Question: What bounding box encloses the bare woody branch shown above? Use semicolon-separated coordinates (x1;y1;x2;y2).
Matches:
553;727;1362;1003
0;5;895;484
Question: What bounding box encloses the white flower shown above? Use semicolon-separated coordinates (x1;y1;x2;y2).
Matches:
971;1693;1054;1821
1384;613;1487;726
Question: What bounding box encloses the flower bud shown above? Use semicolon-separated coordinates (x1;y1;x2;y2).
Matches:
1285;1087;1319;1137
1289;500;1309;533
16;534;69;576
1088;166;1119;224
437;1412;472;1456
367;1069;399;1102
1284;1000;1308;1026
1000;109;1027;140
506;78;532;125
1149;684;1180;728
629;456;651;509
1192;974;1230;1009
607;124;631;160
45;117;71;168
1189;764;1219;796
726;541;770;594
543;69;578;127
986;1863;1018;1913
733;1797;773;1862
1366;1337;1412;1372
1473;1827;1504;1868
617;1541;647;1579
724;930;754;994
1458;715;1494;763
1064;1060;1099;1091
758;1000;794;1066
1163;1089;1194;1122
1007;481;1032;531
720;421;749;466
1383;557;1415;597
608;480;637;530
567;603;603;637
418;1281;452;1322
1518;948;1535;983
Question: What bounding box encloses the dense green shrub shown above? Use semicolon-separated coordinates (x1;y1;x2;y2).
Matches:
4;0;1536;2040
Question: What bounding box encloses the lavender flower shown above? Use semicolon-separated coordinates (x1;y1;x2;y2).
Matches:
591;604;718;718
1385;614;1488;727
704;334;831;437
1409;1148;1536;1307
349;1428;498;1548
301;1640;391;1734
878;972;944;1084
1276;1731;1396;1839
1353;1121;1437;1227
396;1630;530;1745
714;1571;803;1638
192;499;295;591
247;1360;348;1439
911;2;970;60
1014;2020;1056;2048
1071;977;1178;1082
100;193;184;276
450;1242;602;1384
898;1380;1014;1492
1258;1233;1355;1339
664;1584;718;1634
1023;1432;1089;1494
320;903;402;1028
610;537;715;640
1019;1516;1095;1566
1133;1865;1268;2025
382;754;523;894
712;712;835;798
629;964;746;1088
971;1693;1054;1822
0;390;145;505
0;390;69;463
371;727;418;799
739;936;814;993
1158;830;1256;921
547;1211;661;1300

------------------------------------------------

(Your task):
Using the listing above, transcribe every entry exactly.

(Answer below):
Question: What bounding box encloses the bare woody branch shown above? Use semicolon-separated coordinates (x1;y1;x2;y2).
Matches:
553;727;1362;1003
0;5;895;484
Question: What bounding box encloses the white flower shown above? Use semicolon-separated coordinates (x1;y1;x2;y2).
Matches:
971;1693;1054;1821
1384;613;1487;726
Question: What bounding box encloses the flower bud shown above? Use semicolon-separated coordinates (x1;y1;x2;y2).
Matches:
1285;1087;1319;1137
1289;500;1309;533
16;534;69;576
1088;166;1119;224
437;1412;472;1456
367;1069;399;1102
1284;1000;1308;1026
1000;109;1027;140
506;78;532;125
1149;684;1180;728
629;456;651;509
1192;974;1230;1009
607;124;631;160
45;117;71;168
1189;764;1219;796
726;541;770;594
543;69;578;127
986;1863;1018;1913
733;1797;773;1862
1366;1337;1412;1372
1473;1827;1504;1868
617;1541;647;1579
724;930;754;994
1458;715;1494;763
1064;1060;1099;1091
758;1000;794;1066
1163;1089;1194;1122
1007;481;1032;531
720;421;749;466
1383;557;1415;597
608;480;637;530
567;603;603;637
418;1281;452;1322
1518;948;1535;983
Question: What bounding box encloses the dense green shrub shown above? Use semicolon-separated coordinates (x1;y1;x2;y2).
Matches:
4;0;1536;2040
Question: What bounding box encloses the lavender flower shown above? Use semicolon-separated coordinates (x1;y1;x2;y2).
Matches:
591;604;718;718
1385;614;1488;727
704;334;831;437
1409;1148;1536;1307
349;1428;498;1548
301;1640;391;1734
878;972;944;1084
1276;1731;1396;1839
1353;1121;1437;1227
396;1630;530;1745
714;1571;803;1638
192;499;295;591
247;1360;348;1439
911;2;970;60
1014;2020;1056;2048
1071;977;1178;1082
100;193;184;276
450;1242;602;1384
898;1380;1014;1492
1258;1233;1355;1339
664;1584;718;1634
1023;1432;1089;1494
320;903;402;1028
610;537;715;640
1019;1516;1095;1566
1133;1865;1268;2025
382;754;523;894
712;712;835;798
629;964;746;1088
971;1693;1054;1822
0;390;145;505
0;390;69;463
371;727;418;799
739;936;814;993
1158;830;1256;921
547;1211;661;1300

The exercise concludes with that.